— START OF Material for this task —

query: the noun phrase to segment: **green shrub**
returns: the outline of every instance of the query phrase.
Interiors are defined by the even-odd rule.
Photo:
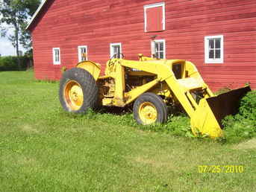
[[[239,114],[256,121],[256,91],[249,92],[240,102]]]
[[[25,70],[29,65],[30,58],[28,56],[20,57],[21,69]],[[0,71],[19,71],[17,57],[0,57]]]
[[[225,138],[228,142],[238,142],[256,136],[256,91],[247,93],[240,101],[239,112],[222,121]]]

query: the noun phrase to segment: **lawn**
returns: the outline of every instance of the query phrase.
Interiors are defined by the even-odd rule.
[[[221,144],[143,129],[131,114],[71,115],[58,83],[33,75],[0,72],[0,191],[256,191],[255,138]],[[174,132],[177,122],[187,118],[173,117]]]

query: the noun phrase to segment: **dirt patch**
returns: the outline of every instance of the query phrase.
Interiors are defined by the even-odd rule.
[[[236,150],[252,150],[256,149],[256,138],[251,139],[243,143],[237,144],[232,147]]]

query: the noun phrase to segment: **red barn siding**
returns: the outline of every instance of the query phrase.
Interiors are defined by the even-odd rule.
[[[166,30],[144,32],[144,8],[165,1]],[[58,79],[60,68],[78,63],[78,46],[104,64],[110,43],[122,42],[126,59],[149,56],[151,36],[166,39],[166,58],[196,64],[214,90],[250,82],[256,89],[256,1],[252,0],[50,0],[31,27],[35,75]],[[205,36],[224,36],[224,63],[205,63]],[[60,48],[54,65],[52,48]],[[104,65],[102,66],[104,69]]]

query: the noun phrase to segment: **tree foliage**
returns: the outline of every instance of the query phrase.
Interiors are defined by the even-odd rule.
[[[7,36],[19,56],[19,44],[29,49],[31,46],[31,36],[25,31],[29,19],[37,10],[40,0],[0,0],[0,28],[1,36]],[[8,34],[12,29],[13,33]],[[20,66],[20,62],[18,60]]]

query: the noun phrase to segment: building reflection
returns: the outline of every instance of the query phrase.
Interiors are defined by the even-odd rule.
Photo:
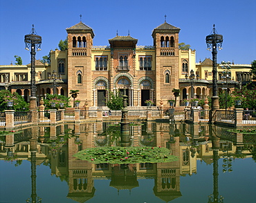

— END OF Material for this task —

Turn the items from the line containing "query: the noun phrase to segment: **tree" through the end of the items into a numbered list, leaving out blank lines and pictures.

1. query: the noun phrase to segment: **tree foliage**
2. returns: the outline of every instance of the query phrase.
3. Interiors are defined by the even-odd rule.
4. [[[7,36],[19,56],[19,44],[29,49],[31,46],[31,36],[25,31],[29,19],[37,10],[40,0],[0,0],[0,28],[1,36]],[[8,34],[12,29],[13,33]],[[20,66],[20,62],[18,60]]]
5. query: the noun phrase to segment: building reflection
6. returns: the outline of every instance of the query phrase.
7. Interiors are defined by the even-odd rule.
8. Photo:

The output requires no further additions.